— BEGIN MATERIAL SUPPLIED —

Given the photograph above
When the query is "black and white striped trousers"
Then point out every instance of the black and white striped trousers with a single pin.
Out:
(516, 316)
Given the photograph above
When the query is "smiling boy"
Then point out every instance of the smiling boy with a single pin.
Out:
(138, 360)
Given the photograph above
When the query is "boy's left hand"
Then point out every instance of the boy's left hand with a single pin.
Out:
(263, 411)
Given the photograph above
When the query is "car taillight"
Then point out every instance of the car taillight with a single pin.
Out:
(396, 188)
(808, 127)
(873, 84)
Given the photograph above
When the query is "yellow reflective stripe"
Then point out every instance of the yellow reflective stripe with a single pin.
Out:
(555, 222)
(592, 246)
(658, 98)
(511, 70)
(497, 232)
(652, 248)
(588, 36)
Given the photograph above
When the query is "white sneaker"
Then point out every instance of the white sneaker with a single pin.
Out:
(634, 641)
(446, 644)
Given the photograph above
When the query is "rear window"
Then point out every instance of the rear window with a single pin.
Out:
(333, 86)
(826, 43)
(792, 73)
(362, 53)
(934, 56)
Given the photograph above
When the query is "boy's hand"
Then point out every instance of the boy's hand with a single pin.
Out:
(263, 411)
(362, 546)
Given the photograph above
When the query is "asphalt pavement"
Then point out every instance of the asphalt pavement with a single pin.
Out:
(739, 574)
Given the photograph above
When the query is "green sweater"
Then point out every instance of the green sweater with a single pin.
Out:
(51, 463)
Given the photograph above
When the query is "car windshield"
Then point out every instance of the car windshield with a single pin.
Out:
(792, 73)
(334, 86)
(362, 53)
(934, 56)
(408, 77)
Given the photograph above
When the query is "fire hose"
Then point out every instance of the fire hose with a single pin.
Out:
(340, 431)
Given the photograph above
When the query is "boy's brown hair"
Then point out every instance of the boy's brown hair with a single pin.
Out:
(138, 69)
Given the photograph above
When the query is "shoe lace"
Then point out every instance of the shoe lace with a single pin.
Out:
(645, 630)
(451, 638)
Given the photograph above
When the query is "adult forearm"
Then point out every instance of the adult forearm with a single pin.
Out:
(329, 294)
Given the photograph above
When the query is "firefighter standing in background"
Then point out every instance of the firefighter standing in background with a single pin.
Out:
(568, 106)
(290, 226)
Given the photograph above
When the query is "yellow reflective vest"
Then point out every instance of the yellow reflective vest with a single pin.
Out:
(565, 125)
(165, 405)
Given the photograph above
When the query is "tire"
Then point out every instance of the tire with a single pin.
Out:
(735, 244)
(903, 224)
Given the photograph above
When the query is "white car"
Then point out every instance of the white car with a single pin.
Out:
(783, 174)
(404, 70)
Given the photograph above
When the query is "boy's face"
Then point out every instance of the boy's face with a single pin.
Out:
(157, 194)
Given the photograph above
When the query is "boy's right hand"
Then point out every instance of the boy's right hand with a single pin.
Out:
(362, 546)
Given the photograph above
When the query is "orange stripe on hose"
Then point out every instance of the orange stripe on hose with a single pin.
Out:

— END MATERIAL SUPPLIED —

# TASK OBJECTIVE
Extract every line in the rows above that contains the string "firefighter", matching case exactly.

# THE SOLUTION
When the query is "firefighter standing in background"
Then point out every instance of the firefighter standing in background with a single pin.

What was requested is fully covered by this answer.